Article.
— BEGIN —

Missing data in input features

dpellow commented 1 year ago

I thought that Random forests should be able to handle missing data, but when I train an RSF model with some feature values missing it produces the error

Traceback (most recent call last):
  File "/home/davidpel/anaconda3/lib/python3.9/site-packages/sklearn/model_selection/_validation.py", line 686, in _fit_and_score
    estimator.fit(X_train, y_train, **fit_params)
  File "/home/davidpel/anaconda3/lib/python3.9/site-packages/sklearn/pipeline.py", line 405, in fit
    self._final_estimator.fit(Xt, y, **fit_params_last_step)
  File "/home/davidpel/anaconda3/lib/python3.9/site-packages/sksurv/ensemble/forest.py", line 89, in fit
    X = self._validate_data(X, dtype=DTYPE, accept_sparse="csc", ensure_min_samples=2)
  File "/home/davidpel/anaconda3/lib/python3.9/site-packages/sklearn/base.py", line 546, in _validate_data
    X = check_array(X, input_name="X", **check_params)

— END —

Data listing.
— BEGIN —

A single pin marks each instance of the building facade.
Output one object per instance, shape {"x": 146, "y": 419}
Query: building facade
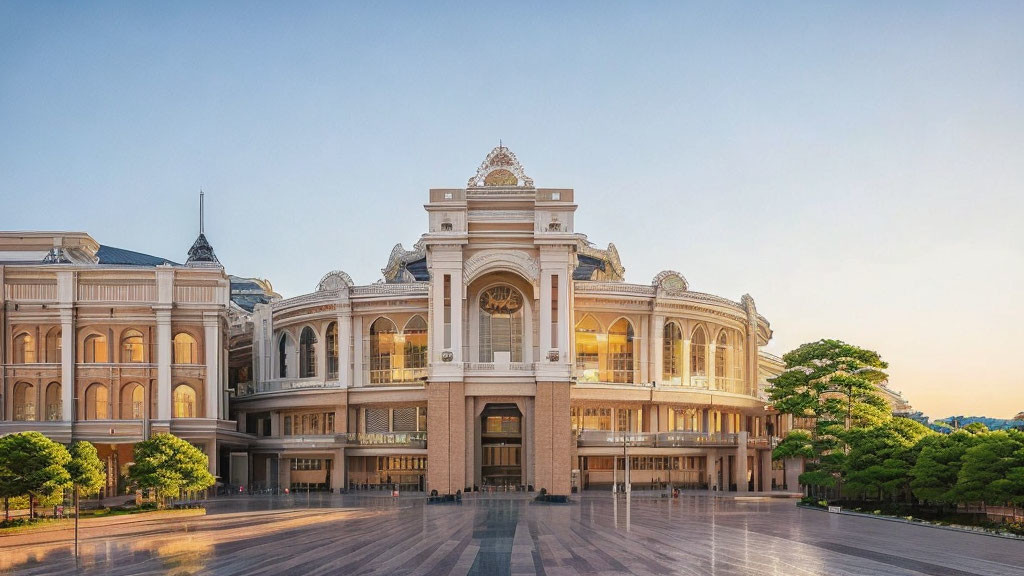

— END —
— BEGIN —

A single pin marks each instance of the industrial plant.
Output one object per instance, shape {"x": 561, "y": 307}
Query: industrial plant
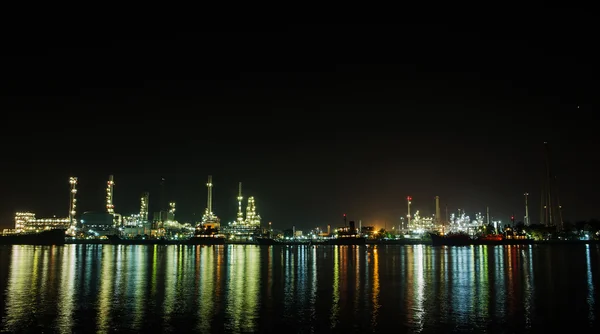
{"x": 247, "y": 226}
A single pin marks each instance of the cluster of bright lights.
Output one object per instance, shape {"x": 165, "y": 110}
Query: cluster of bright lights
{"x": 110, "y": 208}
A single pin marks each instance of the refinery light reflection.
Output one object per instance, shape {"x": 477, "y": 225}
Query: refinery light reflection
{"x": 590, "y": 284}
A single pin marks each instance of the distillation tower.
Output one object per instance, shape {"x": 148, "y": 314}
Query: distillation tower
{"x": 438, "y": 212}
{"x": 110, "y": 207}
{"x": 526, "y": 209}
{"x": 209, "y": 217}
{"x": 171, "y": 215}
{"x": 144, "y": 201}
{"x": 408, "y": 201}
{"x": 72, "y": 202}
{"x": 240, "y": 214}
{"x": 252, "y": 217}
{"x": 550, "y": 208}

— END —

Given instruction 1.
From the thread on missing input data, extract the passage starting at "Missing data in" and ending at "estimator.fit(X_train, y_train, **fit_params)".
Given instruction 2.
In the thread on missing input data, what did the poster believe random forests should be able to handle?

Exercise solution 1.
Missing data in input features

dpellow commented 1 year ago

I thought that Random forests should be able to handle missing data, but when I train an RSF model with some feature values missing it produces the error

Traceback (most recent call last):
  File "/home/davidpel/anaconda3/lib/python3.9/site-packages/sklearn/model_selection/_validation.py", line 686, in _fit_and_score
    estimator.fit(X_train, y_train, **fit_params)

Exercise solution 2.
Missing data.